(Bounding-box records)
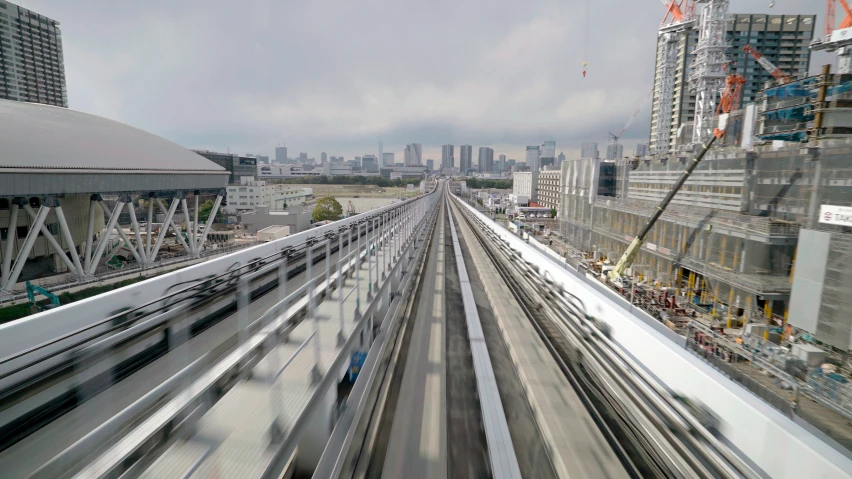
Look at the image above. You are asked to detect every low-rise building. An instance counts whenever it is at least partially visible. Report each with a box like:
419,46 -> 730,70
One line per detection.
224,181 -> 313,214
512,171 -> 539,201
535,170 -> 562,210
240,205 -> 311,234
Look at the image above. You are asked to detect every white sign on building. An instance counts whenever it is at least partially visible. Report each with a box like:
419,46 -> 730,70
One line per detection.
819,205 -> 852,227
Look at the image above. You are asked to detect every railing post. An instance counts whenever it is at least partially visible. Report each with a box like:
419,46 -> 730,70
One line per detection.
337,242 -> 345,346
325,235 -> 331,298
373,218 -> 382,295
365,220 -> 376,301
308,280 -> 322,384
354,221 -> 361,321
382,213 -> 388,281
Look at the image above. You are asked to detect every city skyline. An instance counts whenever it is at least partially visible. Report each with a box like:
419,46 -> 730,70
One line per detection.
16,0 -> 836,163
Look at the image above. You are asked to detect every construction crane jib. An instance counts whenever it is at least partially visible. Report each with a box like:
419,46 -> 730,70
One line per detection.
743,45 -> 793,85
607,74 -> 745,284
811,0 -> 852,74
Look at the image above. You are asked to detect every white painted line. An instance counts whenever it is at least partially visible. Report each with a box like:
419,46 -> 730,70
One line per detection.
420,373 -> 441,461
429,323 -> 444,364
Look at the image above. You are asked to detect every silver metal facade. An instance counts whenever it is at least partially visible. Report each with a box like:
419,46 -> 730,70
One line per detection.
0,0 -> 68,107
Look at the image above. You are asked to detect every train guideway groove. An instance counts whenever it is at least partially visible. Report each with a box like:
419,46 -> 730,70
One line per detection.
450,199 -> 628,478
457,193 -> 852,478
72,192 -> 440,477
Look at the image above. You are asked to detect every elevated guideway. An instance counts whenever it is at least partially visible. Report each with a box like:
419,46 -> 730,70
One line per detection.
457,192 -> 852,478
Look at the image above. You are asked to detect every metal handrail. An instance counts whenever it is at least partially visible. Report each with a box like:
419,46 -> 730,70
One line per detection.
0,202 -> 407,380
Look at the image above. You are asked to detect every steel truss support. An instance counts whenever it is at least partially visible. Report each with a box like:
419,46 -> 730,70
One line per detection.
0,198 -> 21,288
689,0 -> 730,145
24,196 -> 79,276
145,193 -> 154,262
148,197 -> 180,263
126,195 -> 148,268
101,196 -> 143,266
180,198 -> 195,258
156,194 -> 190,253
0,198 -> 50,292
195,191 -> 225,255
83,194 -> 103,274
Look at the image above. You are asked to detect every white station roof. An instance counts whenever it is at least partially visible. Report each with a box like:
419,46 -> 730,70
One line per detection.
0,100 -> 225,171
0,100 -> 228,196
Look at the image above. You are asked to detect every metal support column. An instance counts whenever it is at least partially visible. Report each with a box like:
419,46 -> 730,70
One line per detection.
125,195 -> 148,268
145,193 -> 154,262
157,197 -> 190,253
196,191 -> 225,254
0,198 -> 20,287
53,200 -> 86,278
350,221 -> 361,321
191,190 -> 201,251
148,198 -> 179,263
87,200 -> 129,274
101,200 -> 142,265
0,204 -> 50,292
180,198 -> 195,258
83,195 -> 98,272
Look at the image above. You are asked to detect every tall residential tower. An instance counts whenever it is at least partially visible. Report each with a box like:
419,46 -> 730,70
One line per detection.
0,0 -> 68,108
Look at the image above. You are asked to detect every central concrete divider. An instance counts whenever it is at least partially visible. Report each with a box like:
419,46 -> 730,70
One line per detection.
457,194 -> 852,479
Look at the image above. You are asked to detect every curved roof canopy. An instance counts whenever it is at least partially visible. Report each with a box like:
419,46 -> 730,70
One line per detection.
0,100 -> 228,196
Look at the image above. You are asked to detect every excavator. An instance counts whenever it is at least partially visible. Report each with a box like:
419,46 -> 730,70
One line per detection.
607,74 -> 745,285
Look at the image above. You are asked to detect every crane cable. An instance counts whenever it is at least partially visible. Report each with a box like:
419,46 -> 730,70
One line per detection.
583,0 -> 592,78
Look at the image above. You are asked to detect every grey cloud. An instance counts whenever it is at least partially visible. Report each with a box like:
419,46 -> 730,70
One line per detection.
25,0 -> 832,161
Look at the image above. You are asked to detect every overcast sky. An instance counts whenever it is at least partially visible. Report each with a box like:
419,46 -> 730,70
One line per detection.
25,0 -> 834,161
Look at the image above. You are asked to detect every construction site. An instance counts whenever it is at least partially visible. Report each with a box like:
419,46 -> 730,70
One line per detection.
558,0 -> 852,450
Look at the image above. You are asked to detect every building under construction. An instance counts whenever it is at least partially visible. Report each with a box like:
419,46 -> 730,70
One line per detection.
559,67 -> 852,350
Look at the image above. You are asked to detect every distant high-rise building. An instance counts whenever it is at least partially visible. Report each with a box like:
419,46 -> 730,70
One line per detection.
649,13 -> 816,154
527,146 -> 541,171
606,143 -> 624,160
459,145 -> 473,174
361,155 -> 379,173
580,143 -> 600,158
405,143 -> 423,166
477,150 -> 494,173
275,146 -> 287,163
538,141 -> 556,169
441,145 -> 456,168
0,0 -> 68,108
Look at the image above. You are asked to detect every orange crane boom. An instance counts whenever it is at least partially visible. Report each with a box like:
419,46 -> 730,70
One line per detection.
743,44 -> 796,85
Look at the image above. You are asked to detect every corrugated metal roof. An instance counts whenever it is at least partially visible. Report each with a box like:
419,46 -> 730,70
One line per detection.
0,100 -> 225,172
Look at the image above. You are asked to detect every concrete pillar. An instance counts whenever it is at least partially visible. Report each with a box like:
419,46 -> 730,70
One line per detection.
0,198 -> 21,286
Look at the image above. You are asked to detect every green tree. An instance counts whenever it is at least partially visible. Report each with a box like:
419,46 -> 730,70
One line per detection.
311,196 -> 343,223
198,200 -> 222,223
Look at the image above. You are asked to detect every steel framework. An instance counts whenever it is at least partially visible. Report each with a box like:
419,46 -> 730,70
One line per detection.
689,0 -> 730,145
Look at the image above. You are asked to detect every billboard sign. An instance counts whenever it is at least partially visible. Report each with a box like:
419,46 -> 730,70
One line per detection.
819,205 -> 852,227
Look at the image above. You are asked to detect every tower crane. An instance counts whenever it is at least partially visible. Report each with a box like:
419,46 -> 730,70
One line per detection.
650,0 -> 695,155
609,88 -> 654,145
607,74 -> 745,283
810,0 -> 852,73
743,44 -> 792,85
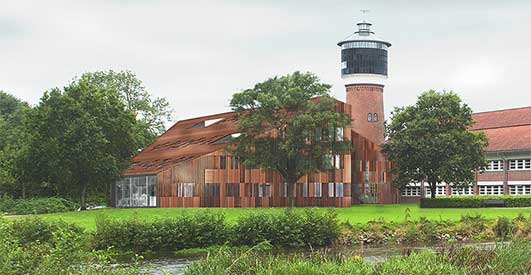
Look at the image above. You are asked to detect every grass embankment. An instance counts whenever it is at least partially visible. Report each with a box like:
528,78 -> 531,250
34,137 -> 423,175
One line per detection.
32,204 -> 531,231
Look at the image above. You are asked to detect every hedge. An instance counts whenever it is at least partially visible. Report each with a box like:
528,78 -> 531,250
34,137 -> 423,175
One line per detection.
420,195 -> 531,208
0,197 -> 78,215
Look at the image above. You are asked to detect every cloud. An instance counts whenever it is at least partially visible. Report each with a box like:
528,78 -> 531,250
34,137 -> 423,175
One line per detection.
0,0 -> 531,123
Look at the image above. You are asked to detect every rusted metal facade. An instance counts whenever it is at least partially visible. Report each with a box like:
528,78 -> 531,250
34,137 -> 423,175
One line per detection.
113,101 -> 398,207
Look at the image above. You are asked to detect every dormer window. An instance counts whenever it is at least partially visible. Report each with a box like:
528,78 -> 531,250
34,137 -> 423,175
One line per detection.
192,118 -> 224,128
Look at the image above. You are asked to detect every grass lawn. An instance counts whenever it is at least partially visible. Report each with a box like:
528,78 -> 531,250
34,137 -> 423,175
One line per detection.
27,204 -> 531,231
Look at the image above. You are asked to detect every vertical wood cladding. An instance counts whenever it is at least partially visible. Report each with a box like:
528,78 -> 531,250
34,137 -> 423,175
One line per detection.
158,150 -> 351,207
152,131 -> 398,207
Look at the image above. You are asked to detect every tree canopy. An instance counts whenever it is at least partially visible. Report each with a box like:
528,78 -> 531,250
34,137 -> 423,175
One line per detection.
0,91 -> 30,195
383,90 -> 488,197
229,72 -> 351,206
80,70 -> 172,149
21,79 -> 136,209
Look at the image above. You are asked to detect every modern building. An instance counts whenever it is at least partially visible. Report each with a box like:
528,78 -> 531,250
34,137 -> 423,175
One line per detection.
112,19 -> 531,207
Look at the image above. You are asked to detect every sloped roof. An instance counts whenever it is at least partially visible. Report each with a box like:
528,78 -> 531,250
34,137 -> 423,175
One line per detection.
124,112 -> 236,175
472,107 -> 531,151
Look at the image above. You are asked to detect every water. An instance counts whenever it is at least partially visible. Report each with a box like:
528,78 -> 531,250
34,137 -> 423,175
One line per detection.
138,243 -> 502,275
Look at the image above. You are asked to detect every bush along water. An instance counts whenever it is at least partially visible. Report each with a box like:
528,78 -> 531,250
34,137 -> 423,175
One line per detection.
185,242 -> 531,275
338,215 -> 531,245
93,209 -> 340,252
0,197 -> 78,215
0,217 -> 140,275
420,195 -> 531,208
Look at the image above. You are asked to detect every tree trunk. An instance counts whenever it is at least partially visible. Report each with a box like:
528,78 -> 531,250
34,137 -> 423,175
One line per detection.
79,183 -> 87,210
287,182 -> 295,208
428,182 -> 437,199
22,181 -> 26,199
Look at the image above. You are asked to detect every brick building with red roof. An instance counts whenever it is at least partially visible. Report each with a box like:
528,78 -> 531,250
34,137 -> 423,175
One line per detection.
401,106 -> 531,202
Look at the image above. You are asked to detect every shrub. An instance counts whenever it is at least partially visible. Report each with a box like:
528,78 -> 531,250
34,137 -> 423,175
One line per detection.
93,211 -> 229,252
0,216 -> 140,275
494,217 -> 512,240
0,197 -> 78,215
420,195 -> 531,208
10,217 -> 83,245
233,208 -> 340,248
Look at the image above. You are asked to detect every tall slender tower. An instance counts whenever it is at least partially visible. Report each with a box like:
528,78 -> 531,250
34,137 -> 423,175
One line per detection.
337,21 -> 391,144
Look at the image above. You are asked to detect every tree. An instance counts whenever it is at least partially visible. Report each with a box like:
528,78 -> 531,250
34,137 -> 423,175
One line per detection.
0,91 -> 30,197
229,72 -> 351,207
21,79 -> 136,209
80,70 -> 172,149
383,90 -> 488,198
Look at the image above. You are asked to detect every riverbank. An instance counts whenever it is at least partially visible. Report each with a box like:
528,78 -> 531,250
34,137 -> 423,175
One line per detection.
185,242 -> 531,275
25,204 -> 531,231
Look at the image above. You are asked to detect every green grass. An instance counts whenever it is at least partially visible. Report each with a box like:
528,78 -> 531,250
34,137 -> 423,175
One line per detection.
26,204 -> 531,231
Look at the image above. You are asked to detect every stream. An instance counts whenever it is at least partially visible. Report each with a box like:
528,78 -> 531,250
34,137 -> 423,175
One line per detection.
141,242 -> 502,275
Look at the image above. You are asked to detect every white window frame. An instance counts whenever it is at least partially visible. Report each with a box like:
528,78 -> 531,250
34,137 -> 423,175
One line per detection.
485,159 -> 504,172
509,158 -> 531,171
401,186 -> 420,197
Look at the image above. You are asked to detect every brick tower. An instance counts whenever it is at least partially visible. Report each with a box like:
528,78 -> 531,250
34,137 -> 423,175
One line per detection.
337,22 -> 391,144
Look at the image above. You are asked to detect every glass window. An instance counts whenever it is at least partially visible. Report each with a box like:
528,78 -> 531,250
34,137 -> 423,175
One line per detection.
509,158 -> 531,170
302,182 -> 308,198
336,182 -> 343,198
264,183 -> 271,197
231,156 -> 238,169
402,186 -> 420,197
328,182 -> 334,198
313,182 -> 323,198
219,156 -> 227,169
183,183 -> 194,198
485,160 -> 504,171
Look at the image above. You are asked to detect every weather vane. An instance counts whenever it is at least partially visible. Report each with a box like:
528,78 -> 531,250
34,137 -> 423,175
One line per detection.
360,9 -> 371,23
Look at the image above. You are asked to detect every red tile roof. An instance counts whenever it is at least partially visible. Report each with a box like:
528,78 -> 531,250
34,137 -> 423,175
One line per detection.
472,106 -> 531,130
124,112 -> 236,175
472,107 -> 531,151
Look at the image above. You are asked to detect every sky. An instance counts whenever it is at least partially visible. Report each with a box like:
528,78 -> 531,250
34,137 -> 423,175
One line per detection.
0,0 -> 531,125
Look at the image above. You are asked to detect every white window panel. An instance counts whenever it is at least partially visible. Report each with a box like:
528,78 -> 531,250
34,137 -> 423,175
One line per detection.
452,186 -> 474,196
479,184 -> 503,195
485,160 -> 503,172
402,186 -> 420,197
509,158 -> 531,170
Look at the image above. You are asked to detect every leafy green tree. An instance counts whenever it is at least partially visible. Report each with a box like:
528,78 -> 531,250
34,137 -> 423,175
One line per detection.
0,91 -> 30,197
21,79 -> 136,209
80,70 -> 172,149
383,90 -> 488,197
229,72 -> 351,207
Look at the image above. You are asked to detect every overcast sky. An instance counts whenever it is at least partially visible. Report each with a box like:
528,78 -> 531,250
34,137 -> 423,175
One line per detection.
0,0 -> 531,123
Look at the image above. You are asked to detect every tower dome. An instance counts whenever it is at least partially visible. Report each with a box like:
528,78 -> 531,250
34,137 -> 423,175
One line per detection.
337,22 -> 391,85
337,22 -> 391,144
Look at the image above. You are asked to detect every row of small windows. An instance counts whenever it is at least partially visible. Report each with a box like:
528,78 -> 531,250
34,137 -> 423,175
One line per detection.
401,184 -> 531,197
341,41 -> 387,50
219,154 -> 344,169
485,158 -> 531,172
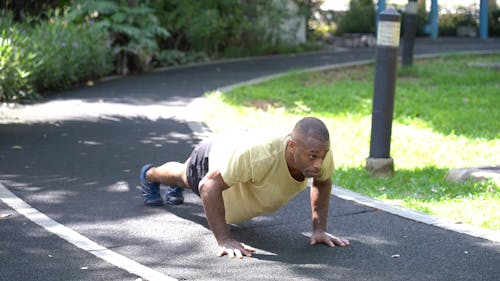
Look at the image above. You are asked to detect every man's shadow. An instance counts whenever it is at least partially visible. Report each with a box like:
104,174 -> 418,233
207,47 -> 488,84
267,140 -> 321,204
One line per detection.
165,190 -> 355,264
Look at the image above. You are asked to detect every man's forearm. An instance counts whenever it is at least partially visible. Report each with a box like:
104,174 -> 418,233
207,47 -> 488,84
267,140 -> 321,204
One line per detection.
311,182 -> 331,231
200,172 -> 231,243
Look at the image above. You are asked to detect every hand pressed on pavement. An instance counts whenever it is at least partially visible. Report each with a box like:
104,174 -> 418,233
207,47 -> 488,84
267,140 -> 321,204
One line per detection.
311,231 -> 349,247
217,236 -> 256,259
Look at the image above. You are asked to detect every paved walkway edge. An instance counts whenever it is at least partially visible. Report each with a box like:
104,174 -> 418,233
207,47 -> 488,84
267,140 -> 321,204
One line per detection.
332,186 -> 500,242
0,182 -> 177,281
184,50 -> 500,243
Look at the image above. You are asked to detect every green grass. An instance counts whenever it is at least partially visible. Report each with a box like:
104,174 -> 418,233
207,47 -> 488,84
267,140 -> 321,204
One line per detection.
203,54 -> 500,230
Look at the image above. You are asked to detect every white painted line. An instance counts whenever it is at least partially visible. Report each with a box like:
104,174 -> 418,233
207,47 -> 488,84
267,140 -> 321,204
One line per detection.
0,182 -> 176,281
331,186 -> 500,242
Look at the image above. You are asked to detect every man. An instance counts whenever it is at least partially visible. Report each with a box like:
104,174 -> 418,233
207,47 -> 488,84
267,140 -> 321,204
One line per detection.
140,117 -> 349,258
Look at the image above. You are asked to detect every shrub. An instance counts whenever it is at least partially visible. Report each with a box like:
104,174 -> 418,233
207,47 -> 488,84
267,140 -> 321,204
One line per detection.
0,11 -> 112,102
0,17 -> 36,102
26,18 -> 112,91
66,0 -> 169,74
439,8 -> 478,36
488,9 -> 500,36
153,0 -> 307,57
337,0 -> 375,35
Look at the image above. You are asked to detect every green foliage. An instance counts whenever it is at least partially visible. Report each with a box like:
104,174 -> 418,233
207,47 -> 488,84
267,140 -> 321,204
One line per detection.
0,11 -> 112,102
153,0 -> 307,57
66,0 -> 170,72
204,54 -> 500,230
0,16 -> 35,102
439,8 -> 479,36
488,9 -> 500,36
337,0 -> 375,35
25,17 -> 112,92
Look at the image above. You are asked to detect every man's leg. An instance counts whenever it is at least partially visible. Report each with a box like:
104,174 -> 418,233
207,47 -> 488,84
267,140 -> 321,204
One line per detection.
140,159 -> 189,206
146,159 -> 189,188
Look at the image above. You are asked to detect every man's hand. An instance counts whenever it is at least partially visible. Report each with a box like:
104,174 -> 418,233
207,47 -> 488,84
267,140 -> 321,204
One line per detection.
217,239 -> 255,259
311,230 -> 349,247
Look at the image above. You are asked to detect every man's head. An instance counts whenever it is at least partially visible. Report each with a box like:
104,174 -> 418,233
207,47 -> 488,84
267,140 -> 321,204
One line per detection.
287,117 -> 330,177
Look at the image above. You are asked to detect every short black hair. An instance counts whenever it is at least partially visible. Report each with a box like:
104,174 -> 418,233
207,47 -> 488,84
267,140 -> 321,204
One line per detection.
292,117 -> 330,142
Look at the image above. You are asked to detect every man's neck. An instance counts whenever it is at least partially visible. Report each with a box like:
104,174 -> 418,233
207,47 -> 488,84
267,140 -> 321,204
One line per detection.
285,144 -> 306,181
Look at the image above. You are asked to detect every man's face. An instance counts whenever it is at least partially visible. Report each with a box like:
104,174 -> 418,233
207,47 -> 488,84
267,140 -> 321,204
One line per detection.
293,138 -> 330,178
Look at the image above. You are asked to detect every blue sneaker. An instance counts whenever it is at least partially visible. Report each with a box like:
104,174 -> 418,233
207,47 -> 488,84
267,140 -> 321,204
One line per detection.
165,186 -> 184,205
139,165 -> 163,206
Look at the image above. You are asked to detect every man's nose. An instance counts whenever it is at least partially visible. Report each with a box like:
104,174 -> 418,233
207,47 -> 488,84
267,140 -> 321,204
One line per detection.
313,159 -> 323,169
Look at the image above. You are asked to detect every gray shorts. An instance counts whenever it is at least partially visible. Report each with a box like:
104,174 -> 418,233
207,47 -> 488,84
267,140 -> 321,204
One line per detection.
186,138 -> 213,196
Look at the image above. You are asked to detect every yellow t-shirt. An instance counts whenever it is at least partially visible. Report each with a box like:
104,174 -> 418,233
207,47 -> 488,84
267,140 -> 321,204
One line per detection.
209,127 -> 333,223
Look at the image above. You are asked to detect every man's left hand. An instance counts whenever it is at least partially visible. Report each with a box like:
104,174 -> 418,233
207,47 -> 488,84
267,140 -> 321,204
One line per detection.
311,230 -> 349,247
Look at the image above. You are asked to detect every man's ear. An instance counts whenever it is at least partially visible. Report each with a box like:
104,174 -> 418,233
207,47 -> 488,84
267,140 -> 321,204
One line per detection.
288,139 -> 297,153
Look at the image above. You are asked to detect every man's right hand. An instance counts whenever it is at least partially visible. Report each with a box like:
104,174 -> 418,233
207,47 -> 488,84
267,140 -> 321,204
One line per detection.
217,239 -> 256,259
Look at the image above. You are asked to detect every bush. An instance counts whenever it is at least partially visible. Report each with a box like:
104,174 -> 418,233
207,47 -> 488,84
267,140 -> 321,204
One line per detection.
0,17 -> 36,102
66,0 -> 169,74
0,12 -> 112,102
488,9 -> 500,36
439,8 -> 478,36
26,18 -> 112,91
153,0 -> 307,57
337,0 -> 375,35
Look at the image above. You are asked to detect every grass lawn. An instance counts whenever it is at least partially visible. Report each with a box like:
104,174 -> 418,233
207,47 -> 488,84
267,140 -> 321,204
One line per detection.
203,54 -> 500,230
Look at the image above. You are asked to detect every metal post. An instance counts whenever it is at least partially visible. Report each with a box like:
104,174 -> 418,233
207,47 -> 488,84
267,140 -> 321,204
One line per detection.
402,0 -> 418,67
375,0 -> 385,34
429,0 -> 439,39
479,0 -> 488,39
366,9 -> 401,176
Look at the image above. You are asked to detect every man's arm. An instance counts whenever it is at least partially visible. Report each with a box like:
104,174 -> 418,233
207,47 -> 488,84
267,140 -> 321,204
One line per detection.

__Given request__:
Turn the items into a numbered list, starting at their beginning and ending with the line that contains "240,205 -> 311,234", both ends included. Skip blank lines and leave out the pictures.

__Complete answer__:
1. Look at the image above. You are asked to detect every low-rise building. An instance counts whenever it is at least partially visible. Report each with a box like:
2. 419,46 -> 730,70
3. One line per detection.
4. 224,181 -> 313,214
5. 512,171 -> 539,201
6. 535,170 -> 562,210
7. 240,205 -> 311,234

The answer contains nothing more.